◆ **DATASET RECORDS**
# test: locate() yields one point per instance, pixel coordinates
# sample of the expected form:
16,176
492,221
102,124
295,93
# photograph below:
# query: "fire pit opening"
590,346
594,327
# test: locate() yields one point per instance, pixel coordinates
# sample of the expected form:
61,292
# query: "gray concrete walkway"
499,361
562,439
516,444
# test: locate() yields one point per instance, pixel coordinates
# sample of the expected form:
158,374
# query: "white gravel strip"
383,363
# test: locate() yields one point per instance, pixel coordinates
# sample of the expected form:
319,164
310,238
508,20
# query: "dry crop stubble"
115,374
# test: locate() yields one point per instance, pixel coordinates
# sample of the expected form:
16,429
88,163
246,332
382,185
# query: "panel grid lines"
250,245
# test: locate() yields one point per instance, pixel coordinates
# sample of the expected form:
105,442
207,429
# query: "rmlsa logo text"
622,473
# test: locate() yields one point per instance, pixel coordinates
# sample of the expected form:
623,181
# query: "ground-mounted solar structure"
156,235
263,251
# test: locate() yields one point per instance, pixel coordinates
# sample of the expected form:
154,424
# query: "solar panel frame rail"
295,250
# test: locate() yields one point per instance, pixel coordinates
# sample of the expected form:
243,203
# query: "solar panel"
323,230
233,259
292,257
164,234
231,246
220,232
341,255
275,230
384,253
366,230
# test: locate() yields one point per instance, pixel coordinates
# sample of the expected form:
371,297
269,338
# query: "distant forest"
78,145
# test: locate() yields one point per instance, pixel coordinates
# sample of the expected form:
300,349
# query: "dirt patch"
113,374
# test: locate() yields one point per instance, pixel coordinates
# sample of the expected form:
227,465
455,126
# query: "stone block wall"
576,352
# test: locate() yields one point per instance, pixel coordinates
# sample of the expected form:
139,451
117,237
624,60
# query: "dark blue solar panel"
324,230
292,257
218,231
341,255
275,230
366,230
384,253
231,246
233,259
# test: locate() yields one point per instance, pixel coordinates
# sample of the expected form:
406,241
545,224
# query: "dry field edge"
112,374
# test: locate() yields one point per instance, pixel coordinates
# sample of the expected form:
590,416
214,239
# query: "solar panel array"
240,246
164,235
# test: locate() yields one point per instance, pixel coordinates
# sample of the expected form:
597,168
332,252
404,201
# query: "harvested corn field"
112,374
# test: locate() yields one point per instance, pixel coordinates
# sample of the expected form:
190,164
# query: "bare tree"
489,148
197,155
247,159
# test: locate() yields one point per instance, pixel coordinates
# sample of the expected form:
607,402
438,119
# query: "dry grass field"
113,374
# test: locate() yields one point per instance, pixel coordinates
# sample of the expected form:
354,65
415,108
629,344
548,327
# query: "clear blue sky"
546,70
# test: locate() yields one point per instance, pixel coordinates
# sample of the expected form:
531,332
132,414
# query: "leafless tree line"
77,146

◆ **YOUR TASK**
Please repeat the listing above in full and exactly.

◆ **OUTPUT BELOW**
# test: locate() yields one point per instance, pixel coordinates
# sample of the expected form:
16,176
492,221
102,124
295,93
# photograph below:
# query: "fire pit opening"
590,346
594,327
# test: locate() yields one point per instance, pixel coordinates
# sample of the expected form:
61,292
# query: "gray concrete walkway"
499,361
562,439
516,444
# test: locate() yields one point per instance, pixel coordinates
# sample of the expected form:
158,374
# query: "white gravel strip"
383,363
# test: locate() yields one point per instance, pixel coordinates
# sample of the expected form:
319,164
310,238
508,20
# query: "dry crop stubble"
115,374
# test: locate() yields one point per instance, pixel coordinates
# sample of the expected form:
16,429
88,163
246,332
382,185
# query: "panel grid lines"
250,245
# test: locate() yields one point per instance, pixel coordinates
# sample of the expected form:
105,442
207,429
# query: "rmlsa logo text"
622,473
# test: locate() yields one point per instance, pixel coordinates
# sample of the expected form:
623,181
# query: "ground-mounted solar structure"
156,235
263,251
# test: locate() yields one point per instance, pixel coordinates
# sample of the expected form:
154,424
# query: "solar panel frame rail"
295,250
# test: locate() yields one point per instance, pixel coordinates
# sample of the expected form:
243,203
# query: "solar panel"
323,230
233,259
292,257
164,234
231,246
220,232
341,255
275,230
384,253
366,230
# test: locate() yields one point per instance, pixel coordinates
# sample of the expected form:
371,297
269,338
# query: "distant forest"
78,145
# test: locate() yields one point per instance, pixel coordinates
# sample of the expected form:
300,349
# query: "dirt patch"
113,374
# test: locate() yields one point per instance, pixel coordinates
# sample of the expected form:
227,465
455,126
# query: "stone block wall"
576,352
# test: locate() yields one point per instance, pixel coordinates
# sample of the expected form:
139,451
117,237
624,60
# query: "dark blue solar panel"
324,230
292,257
218,231
341,255
275,230
366,230
384,253
231,246
233,259
# test: locate() yields one point per instance, pixel coordinates
# sample of the expected form:
406,241
545,224
# query: "dry field edge"
112,374
# test: locate() yields one point per instance, pixel coordinates
# sample of the expected form:
590,416
214,239
# query: "solar panel array"
240,246
164,235
# test: locate() yields one point per instance, pixel coordinates
# sample of the expected form:
597,168
332,252
404,201
# query: "harvested corn field"
112,374
# test: locate() yields one point per instance, pixel coordinates
# sample of the expected form:
190,164
# query: "bare tree"
489,148
197,155
247,159
# test: locate() yields one point per instance, pixel coordinates
# sample of the expected form:
607,402
438,119
# query: "dry grass field"
113,374
# test: locate() yields one point per instance, pixel coordinates
# sample of the expected form:
354,65
415,108
629,344
548,327
# query: "clear blue sky"
546,70
# test: locate() yields one point per instance, pixel coordinates
# sample of the expected form:
531,332
132,414
# query: "leafless tree line"
77,146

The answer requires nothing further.